In the entries that follow, find the line containing "Query: white ribbon wrap"; from there, copy every line exactly through the line containing "Query: yellow flower spike".

**Input data**:
┄┄┄┄┄┄┄┄┄┄

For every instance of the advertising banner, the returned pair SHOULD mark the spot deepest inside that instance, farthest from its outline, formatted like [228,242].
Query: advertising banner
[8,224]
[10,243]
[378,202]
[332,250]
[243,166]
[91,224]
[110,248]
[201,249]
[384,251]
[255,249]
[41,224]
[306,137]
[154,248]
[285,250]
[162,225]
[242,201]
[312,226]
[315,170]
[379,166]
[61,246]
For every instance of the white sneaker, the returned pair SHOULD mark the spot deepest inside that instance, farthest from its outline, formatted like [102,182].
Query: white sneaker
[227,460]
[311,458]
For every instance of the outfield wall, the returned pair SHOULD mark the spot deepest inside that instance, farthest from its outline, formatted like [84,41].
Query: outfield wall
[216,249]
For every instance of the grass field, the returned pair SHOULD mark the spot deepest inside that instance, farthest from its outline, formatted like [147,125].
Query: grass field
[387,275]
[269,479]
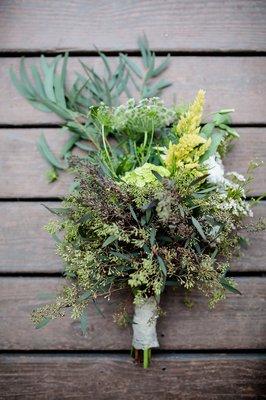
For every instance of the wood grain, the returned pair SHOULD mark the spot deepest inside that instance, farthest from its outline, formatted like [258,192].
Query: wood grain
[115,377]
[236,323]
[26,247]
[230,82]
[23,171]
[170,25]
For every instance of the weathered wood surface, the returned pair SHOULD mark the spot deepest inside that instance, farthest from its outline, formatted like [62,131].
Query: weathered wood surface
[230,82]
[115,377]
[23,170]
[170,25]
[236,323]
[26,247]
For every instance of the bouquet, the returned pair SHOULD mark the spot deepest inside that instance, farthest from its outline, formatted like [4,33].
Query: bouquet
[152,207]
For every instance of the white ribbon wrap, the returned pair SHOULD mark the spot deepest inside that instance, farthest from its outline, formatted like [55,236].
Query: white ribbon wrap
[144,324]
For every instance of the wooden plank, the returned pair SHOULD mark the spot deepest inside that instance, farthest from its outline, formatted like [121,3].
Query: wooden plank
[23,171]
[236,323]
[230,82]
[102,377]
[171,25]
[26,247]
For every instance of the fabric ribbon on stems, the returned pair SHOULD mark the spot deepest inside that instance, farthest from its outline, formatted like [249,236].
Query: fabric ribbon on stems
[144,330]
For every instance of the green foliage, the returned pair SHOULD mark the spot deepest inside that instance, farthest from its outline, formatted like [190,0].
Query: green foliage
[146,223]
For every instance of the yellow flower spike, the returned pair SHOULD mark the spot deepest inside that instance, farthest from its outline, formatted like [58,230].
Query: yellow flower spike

┄┄┄┄┄┄┄┄┄┄

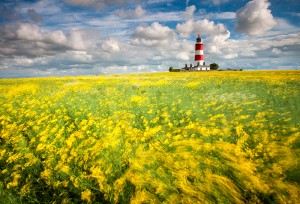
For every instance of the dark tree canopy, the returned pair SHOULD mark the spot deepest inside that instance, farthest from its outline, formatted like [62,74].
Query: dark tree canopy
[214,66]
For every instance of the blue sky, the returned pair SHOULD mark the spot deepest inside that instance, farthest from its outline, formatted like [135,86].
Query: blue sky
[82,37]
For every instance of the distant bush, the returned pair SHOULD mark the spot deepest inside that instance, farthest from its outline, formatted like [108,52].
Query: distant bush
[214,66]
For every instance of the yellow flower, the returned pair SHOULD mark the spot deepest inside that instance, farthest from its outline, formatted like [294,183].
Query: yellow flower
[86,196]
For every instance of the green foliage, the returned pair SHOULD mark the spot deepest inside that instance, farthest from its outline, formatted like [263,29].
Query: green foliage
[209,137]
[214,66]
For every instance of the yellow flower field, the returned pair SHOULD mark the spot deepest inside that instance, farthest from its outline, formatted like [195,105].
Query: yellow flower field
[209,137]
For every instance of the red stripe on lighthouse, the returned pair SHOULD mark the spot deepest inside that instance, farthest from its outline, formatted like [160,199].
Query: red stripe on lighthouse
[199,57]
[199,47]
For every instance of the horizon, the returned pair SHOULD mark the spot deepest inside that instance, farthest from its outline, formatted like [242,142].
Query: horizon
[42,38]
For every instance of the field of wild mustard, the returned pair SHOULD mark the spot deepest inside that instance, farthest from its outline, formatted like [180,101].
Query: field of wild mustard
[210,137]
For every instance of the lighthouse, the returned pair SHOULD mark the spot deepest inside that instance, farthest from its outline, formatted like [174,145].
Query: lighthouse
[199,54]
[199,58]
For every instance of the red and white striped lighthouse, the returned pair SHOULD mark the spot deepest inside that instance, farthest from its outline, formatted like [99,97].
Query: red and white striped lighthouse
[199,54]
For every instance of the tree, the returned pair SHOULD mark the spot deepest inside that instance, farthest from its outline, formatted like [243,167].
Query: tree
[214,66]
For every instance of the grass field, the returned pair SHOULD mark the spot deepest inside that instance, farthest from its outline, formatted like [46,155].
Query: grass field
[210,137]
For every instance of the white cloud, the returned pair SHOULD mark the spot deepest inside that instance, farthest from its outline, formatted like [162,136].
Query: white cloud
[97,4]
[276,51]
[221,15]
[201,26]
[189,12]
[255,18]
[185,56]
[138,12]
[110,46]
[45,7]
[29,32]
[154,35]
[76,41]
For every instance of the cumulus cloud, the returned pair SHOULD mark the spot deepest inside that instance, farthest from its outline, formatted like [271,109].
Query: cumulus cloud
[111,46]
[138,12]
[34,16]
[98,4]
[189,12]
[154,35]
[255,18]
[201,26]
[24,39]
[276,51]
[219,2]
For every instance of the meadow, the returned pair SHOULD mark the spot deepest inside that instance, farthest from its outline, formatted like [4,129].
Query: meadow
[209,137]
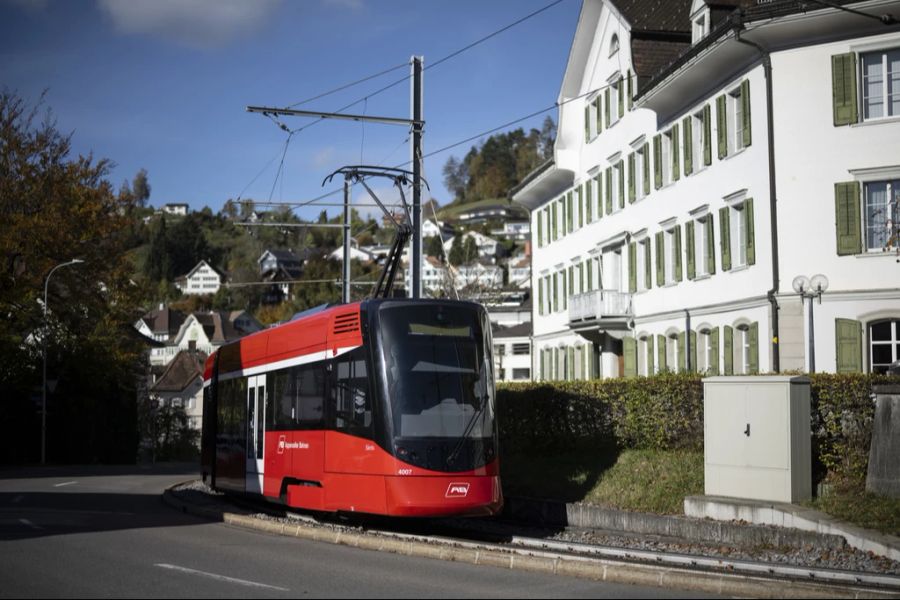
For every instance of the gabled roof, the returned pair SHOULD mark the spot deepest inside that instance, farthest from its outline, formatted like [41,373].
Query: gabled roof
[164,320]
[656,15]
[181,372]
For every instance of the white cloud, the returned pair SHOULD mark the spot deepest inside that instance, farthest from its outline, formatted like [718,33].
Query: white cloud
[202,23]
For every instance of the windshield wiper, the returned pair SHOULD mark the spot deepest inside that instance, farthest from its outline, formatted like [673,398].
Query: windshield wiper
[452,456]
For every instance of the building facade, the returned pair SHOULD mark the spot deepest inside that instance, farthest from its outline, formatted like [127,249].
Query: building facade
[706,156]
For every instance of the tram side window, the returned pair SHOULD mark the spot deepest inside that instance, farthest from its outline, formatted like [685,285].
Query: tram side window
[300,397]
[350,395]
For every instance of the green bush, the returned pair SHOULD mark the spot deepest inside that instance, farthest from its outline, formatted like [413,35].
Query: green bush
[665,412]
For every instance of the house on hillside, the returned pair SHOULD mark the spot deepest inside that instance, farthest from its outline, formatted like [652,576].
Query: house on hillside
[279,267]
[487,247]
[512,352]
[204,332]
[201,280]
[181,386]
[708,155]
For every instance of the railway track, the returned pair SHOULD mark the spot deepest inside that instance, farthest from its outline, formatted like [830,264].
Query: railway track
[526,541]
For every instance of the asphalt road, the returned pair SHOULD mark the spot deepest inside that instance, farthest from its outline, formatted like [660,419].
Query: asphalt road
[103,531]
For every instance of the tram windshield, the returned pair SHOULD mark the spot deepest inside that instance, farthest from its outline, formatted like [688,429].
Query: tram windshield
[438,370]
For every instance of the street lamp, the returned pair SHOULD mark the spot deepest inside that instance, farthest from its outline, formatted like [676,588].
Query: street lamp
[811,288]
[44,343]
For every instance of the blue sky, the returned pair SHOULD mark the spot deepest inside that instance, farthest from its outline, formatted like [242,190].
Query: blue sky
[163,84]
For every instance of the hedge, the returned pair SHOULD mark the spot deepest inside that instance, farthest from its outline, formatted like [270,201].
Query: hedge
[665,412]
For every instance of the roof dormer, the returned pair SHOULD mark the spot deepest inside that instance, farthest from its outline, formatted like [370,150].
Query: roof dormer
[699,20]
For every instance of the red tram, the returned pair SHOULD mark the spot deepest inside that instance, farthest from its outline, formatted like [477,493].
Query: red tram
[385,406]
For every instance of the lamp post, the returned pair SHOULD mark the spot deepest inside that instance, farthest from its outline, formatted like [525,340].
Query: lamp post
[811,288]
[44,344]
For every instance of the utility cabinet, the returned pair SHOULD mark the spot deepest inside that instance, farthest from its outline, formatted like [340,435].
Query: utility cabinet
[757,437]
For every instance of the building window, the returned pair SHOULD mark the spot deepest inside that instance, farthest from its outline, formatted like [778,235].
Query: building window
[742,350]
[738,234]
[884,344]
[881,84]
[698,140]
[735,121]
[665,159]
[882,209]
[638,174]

┄┄┄┄┄┄┄┄┄┄

**Task result**:
Query: white ribbon wrap
[144,324]
For every instance of the wooden plank, the returned pair SHOULD mark the spot deepest inside that instance, farthest from its outline, formatted like [121,3].
Query: wooden plank
[23,171]
[236,323]
[230,82]
[102,377]
[171,25]
[26,247]
For every instance of the fabric ribbon on stems, the returned pair SHOULD mark the spot deepest inside that instance, farthest from its outline, formatted like [249,236].
Query: fabric ribbon on stems
[144,330]
For every instance of the green foliage, the returned pair SHOULD mark the spot deepest inside that instance, farthest from its outline, formatted like [190,0].
Query: green foliage
[146,223]
For every instance of the yellow flower spike, the returned pair SHOULD mark the spot deepest inside that instance, farthest from its outline, formatted like [58,230].
Query: yellow flower spike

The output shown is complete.